Segmentation mask data:
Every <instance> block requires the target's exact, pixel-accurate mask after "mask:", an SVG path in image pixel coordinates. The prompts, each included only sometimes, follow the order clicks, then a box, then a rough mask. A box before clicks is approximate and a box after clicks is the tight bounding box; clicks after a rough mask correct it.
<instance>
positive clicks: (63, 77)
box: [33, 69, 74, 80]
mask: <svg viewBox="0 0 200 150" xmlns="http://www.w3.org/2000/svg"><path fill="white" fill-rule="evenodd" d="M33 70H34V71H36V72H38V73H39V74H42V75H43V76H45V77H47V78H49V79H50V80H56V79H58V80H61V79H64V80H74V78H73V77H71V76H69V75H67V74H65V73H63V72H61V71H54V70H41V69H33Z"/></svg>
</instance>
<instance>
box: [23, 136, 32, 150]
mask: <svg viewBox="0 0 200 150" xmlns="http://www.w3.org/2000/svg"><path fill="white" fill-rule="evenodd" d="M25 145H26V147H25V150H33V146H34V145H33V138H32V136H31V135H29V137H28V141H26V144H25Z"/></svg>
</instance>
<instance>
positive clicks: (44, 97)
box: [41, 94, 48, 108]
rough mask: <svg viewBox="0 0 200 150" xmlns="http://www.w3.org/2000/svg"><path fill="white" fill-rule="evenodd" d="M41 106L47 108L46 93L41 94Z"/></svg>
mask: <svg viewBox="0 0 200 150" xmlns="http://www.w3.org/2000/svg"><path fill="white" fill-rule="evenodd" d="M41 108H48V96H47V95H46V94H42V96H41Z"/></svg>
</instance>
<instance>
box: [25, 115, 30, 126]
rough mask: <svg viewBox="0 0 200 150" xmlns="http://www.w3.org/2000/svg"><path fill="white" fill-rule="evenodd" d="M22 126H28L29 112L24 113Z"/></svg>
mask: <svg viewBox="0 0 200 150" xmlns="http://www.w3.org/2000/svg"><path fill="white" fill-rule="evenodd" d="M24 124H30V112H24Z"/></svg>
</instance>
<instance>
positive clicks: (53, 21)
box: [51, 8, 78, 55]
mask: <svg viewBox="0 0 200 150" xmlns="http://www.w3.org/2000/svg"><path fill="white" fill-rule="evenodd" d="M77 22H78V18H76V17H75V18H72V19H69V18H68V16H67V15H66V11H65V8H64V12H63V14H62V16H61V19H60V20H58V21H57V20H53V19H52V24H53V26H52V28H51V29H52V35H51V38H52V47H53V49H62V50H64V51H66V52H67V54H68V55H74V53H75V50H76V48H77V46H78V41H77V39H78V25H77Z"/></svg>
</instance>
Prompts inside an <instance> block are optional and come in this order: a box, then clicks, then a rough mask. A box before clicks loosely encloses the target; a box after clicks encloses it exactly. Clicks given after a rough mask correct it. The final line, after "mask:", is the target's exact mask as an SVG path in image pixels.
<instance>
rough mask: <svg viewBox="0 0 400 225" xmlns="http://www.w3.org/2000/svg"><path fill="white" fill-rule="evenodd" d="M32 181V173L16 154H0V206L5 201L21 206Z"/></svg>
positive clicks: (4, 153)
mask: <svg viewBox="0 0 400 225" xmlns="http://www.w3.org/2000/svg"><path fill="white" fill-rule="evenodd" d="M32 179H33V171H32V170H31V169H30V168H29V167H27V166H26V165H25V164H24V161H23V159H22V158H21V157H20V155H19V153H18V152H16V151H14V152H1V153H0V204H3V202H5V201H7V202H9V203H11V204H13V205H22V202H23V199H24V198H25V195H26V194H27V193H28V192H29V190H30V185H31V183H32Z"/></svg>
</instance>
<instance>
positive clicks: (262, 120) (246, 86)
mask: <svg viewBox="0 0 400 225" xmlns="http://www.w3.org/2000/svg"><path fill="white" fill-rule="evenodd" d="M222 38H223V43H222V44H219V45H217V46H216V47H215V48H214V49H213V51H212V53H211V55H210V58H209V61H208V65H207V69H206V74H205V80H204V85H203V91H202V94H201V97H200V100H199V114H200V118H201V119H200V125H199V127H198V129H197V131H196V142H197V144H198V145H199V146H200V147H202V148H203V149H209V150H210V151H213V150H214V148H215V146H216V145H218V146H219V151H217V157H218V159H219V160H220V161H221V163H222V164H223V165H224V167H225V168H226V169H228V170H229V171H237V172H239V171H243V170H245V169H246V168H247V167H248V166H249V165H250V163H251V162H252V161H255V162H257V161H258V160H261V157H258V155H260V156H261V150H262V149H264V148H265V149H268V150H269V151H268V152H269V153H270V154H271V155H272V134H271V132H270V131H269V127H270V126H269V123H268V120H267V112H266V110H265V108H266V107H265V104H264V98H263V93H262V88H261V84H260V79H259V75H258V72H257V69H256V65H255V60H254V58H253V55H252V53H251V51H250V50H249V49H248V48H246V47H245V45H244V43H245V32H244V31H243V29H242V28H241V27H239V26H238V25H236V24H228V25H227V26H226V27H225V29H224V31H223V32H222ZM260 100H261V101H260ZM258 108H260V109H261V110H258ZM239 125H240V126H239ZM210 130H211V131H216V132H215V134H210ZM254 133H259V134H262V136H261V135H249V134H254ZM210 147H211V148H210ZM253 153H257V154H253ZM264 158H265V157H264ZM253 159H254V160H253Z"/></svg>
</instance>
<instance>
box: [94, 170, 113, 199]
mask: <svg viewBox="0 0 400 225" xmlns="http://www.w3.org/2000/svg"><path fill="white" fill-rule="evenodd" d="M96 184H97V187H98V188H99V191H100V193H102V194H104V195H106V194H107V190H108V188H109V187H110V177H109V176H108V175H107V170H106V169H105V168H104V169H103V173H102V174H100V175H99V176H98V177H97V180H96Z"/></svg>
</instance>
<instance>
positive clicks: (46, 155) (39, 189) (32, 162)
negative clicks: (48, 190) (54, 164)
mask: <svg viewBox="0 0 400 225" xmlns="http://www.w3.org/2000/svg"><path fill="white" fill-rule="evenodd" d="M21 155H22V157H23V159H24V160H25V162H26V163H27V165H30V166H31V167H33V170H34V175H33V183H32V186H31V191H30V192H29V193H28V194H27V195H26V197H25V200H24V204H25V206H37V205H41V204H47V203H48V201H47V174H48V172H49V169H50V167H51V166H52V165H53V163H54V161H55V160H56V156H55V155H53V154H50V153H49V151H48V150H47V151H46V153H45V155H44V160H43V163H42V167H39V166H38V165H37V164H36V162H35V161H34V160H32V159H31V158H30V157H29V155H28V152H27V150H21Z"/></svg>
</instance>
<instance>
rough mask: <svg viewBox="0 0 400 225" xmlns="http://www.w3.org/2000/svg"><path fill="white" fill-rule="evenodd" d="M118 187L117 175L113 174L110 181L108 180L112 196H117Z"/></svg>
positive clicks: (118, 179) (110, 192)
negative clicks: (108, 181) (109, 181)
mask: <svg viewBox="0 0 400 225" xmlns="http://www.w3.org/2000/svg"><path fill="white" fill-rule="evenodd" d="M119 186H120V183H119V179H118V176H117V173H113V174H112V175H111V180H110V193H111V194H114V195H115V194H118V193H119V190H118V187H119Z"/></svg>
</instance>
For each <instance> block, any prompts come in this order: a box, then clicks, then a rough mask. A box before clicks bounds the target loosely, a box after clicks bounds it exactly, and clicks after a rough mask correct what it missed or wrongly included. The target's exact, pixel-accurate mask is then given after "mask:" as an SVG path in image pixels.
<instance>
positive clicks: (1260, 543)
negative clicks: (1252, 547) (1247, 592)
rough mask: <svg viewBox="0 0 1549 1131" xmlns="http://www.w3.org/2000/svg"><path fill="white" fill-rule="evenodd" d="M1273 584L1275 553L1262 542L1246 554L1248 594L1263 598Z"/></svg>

Work to be completed:
Rewrite the records from the beginning through the line holding "box: [41, 94, 48, 108]", inclusive, replacing "positive clicks" with "foreground clicks" and leaving everything else as it is.

Result of this task:
Every <instance> block requires the target's exact, pixel-accurate mask after "mask:", an SVG path in image pixel coordinates. The prompts, each included only sometimes, follow the order clicks, then a box, then a rough mask. A box before clicks is approximate and a box after clicks is the tight bounding box; clicks after a rough mask correct it.
<instance>
foreground clicks: (63, 77)
box: [33, 69, 74, 80]
mask: <svg viewBox="0 0 200 150" xmlns="http://www.w3.org/2000/svg"><path fill="white" fill-rule="evenodd" d="M33 70H34V71H36V72H38V73H39V74H42V75H43V76H45V77H47V78H49V79H50V80H56V79H58V80H61V79H64V80H74V78H73V77H71V76H69V75H67V74H65V73H63V72H61V71H54V70H41V69H33Z"/></svg>
</instance>
<instance>
box: [23, 136, 32, 150]
mask: <svg viewBox="0 0 200 150" xmlns="http://www.w3.org/2000/svg"><path fill="white" fill-rule="evenodd" d="M25 145H26V147H25V150H33V146H34V145H33V138H32V136H31V135H29V137H28V141H26V144H25Z"/></svg>
</instance>
<instance>
foreground clicks: (44, 97)
box: [41, 94, 48, 108]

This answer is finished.